== Passage for review ==
==================================================
Sunday, September 25, 2005

Gotti Jury 'Family' Circus

The jury that was so split it couldn't decide the case against John "Junior" Gotti last week was a flawed bunch that included panelists who didn't belong on any criminal case let alone one starring the son of a notorious godfather, experts say.

Juror No. 2, a man in his 30s on disability for depression, took a drug that "gets me drowsy" and occasionally appeared to doze during the trial. Juror No. 11, a 67-year-old retired actress who once played Woody Allen's wife on stage, said she was brutally mugged in Manhattan, fought off a friend's attacker with a tap shoe and worked in a mob-run Las Vegas casino where a man was shot in the barber's chair.
==================================================
== Provided material ==
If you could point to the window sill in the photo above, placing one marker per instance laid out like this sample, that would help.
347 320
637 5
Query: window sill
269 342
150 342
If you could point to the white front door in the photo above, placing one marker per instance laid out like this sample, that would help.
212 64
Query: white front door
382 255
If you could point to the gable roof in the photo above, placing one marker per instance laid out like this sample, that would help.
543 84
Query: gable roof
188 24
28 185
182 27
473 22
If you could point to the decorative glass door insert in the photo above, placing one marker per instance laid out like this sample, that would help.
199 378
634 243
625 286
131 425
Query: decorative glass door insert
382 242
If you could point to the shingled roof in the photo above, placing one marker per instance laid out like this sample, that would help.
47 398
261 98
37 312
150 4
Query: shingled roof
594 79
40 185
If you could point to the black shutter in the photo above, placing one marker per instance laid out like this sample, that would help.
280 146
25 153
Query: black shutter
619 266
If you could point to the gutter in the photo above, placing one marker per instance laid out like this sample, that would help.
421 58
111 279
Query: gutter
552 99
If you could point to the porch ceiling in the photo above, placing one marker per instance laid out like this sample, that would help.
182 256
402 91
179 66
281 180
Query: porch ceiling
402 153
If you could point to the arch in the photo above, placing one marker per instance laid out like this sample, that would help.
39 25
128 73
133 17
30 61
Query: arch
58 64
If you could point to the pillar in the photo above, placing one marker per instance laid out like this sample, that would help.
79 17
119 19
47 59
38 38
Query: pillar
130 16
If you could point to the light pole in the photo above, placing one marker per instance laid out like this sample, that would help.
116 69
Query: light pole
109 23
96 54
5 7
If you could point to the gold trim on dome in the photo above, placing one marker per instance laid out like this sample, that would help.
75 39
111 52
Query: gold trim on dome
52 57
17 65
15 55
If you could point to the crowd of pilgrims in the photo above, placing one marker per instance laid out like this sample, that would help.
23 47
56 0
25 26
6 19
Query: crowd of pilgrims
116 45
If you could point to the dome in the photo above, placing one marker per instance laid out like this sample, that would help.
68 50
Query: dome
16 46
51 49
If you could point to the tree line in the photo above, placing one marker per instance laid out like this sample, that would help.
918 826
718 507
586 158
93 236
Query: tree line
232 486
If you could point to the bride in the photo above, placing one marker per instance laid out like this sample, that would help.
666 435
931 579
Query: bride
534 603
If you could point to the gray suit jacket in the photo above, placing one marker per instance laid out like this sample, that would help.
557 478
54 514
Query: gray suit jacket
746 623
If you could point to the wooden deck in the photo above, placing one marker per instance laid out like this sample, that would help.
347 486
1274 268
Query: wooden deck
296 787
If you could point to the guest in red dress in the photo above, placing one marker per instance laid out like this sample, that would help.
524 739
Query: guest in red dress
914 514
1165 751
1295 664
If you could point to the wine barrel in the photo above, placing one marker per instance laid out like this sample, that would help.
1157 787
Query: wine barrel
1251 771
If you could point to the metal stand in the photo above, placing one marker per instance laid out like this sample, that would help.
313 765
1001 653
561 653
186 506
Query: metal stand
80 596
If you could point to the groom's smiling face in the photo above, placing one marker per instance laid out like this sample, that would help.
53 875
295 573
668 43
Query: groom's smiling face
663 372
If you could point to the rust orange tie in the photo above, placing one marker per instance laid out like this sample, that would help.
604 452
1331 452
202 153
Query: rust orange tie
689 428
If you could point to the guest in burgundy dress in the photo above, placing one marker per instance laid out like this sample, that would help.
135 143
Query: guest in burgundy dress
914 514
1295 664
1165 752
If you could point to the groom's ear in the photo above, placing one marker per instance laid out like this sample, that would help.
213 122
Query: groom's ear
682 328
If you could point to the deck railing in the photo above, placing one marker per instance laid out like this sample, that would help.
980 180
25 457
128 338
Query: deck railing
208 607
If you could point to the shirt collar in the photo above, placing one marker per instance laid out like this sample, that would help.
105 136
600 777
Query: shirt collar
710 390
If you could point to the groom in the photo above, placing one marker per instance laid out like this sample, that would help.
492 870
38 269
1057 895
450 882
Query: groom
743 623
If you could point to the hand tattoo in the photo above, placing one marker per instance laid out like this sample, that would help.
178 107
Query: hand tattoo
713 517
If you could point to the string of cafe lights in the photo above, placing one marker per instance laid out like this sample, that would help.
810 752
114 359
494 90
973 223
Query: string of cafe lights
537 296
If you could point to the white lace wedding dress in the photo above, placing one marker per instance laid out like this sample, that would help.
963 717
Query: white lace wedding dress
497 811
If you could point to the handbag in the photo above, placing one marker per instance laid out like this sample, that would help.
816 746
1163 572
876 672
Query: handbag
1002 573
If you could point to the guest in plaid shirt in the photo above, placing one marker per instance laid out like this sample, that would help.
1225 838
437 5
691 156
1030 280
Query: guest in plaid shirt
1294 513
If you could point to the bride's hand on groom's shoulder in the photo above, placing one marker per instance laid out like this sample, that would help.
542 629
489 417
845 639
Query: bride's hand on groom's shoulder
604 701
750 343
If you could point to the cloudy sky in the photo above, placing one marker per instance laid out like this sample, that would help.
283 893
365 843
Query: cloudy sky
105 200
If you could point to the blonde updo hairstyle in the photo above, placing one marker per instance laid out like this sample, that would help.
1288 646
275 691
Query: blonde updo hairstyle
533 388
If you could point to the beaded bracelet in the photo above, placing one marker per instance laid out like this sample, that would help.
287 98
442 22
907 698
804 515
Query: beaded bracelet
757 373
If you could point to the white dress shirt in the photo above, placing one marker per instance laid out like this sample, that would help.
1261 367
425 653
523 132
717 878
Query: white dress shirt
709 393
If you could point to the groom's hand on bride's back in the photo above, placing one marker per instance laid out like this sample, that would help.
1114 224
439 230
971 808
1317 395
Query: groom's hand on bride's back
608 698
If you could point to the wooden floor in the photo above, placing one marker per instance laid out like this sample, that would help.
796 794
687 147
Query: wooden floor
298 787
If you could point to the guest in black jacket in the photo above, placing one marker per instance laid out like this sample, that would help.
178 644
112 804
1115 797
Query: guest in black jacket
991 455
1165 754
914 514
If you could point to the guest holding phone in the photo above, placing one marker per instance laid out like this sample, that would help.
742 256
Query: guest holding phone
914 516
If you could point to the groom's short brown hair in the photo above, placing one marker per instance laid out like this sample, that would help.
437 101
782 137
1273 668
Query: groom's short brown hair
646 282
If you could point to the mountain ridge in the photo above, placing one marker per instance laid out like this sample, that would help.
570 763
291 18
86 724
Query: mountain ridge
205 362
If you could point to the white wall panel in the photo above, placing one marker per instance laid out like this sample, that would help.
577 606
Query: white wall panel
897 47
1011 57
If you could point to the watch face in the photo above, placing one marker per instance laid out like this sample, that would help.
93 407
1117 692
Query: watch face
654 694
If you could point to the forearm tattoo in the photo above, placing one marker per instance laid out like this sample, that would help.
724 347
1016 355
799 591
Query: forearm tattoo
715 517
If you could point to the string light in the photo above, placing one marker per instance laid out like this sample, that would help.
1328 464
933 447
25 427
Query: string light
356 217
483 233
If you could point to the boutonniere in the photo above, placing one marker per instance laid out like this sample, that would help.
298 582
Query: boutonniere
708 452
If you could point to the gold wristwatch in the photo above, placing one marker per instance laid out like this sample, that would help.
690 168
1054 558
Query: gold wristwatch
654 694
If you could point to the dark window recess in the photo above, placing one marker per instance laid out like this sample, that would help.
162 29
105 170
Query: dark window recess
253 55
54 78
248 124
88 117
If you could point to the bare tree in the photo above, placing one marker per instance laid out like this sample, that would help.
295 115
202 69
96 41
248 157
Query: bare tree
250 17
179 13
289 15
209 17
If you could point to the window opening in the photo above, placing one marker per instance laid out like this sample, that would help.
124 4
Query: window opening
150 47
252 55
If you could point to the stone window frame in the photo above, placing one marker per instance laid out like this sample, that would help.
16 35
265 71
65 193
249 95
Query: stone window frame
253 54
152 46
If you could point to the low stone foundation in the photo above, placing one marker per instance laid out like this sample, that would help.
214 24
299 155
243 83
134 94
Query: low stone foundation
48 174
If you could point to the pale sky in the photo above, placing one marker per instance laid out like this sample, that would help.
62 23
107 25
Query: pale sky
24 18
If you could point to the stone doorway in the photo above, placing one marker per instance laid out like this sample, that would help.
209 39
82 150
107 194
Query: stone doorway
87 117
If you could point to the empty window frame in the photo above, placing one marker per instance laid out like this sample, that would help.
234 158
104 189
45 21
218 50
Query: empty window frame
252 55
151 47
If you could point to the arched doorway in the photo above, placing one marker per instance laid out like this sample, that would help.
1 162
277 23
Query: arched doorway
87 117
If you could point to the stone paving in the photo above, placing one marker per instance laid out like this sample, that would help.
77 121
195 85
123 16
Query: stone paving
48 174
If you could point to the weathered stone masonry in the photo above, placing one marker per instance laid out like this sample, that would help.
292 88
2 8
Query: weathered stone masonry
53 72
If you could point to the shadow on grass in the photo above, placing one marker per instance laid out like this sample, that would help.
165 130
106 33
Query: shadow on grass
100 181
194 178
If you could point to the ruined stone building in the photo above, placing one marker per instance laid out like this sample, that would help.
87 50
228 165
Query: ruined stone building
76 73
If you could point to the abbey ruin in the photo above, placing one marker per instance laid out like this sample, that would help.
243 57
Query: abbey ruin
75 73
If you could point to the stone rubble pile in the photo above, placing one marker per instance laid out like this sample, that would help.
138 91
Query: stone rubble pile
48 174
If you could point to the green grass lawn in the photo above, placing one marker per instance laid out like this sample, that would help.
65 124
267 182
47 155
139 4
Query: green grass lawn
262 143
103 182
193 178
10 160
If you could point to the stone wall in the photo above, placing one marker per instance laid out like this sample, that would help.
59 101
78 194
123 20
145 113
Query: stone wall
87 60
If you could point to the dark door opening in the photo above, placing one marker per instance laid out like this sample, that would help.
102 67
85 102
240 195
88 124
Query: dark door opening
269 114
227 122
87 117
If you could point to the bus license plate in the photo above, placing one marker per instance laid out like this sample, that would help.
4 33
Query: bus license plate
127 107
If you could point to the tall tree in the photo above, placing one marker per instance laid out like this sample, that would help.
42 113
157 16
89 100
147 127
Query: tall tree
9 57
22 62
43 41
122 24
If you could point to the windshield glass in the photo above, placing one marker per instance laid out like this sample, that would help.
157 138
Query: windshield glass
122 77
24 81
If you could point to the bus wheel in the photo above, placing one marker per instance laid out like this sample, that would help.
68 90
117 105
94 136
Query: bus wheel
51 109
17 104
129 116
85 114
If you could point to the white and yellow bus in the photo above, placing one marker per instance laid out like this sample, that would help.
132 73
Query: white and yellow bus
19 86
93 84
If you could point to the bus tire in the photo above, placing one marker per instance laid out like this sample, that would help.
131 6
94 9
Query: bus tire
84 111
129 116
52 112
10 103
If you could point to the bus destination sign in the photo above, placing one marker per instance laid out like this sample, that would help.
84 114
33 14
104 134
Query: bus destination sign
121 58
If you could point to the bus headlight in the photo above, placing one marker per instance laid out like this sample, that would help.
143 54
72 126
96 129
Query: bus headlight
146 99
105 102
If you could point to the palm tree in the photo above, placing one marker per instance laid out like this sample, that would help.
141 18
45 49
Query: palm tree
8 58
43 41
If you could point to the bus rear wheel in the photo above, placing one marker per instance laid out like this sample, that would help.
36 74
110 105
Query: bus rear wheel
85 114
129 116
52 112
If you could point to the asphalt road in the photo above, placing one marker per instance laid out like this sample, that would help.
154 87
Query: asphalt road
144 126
==================================================
== Exercise instructions ==
Duplicate the part of the Gotti jury article from "Sunday, September 25, 2005" to "the barber's chair.".

== Result below ==
Sunday, September 25, 2005

Gotti Jury 'Family' Circus

The jury that was so split it couldn't decide the case against John "Junior" Gotti last week was a flawed bunch that included panelists who didn't belong on any criminal case let alone one starring the son of a notorious godfather, experts say.

Juror No. 2, a man in his 30s on disability for depression, took a drug that "gets me drowsy" and occasionally appeared to doze during the trial. Juror No. 11, a 67-year-old retired actress who once played Woody Allen's wife on stage, said she was brutally mugged in Manhattan, fought off a friend's attacker with a tap shoe and worked in a mob-run Las Vegas casino where a man was shot in the barber's chair.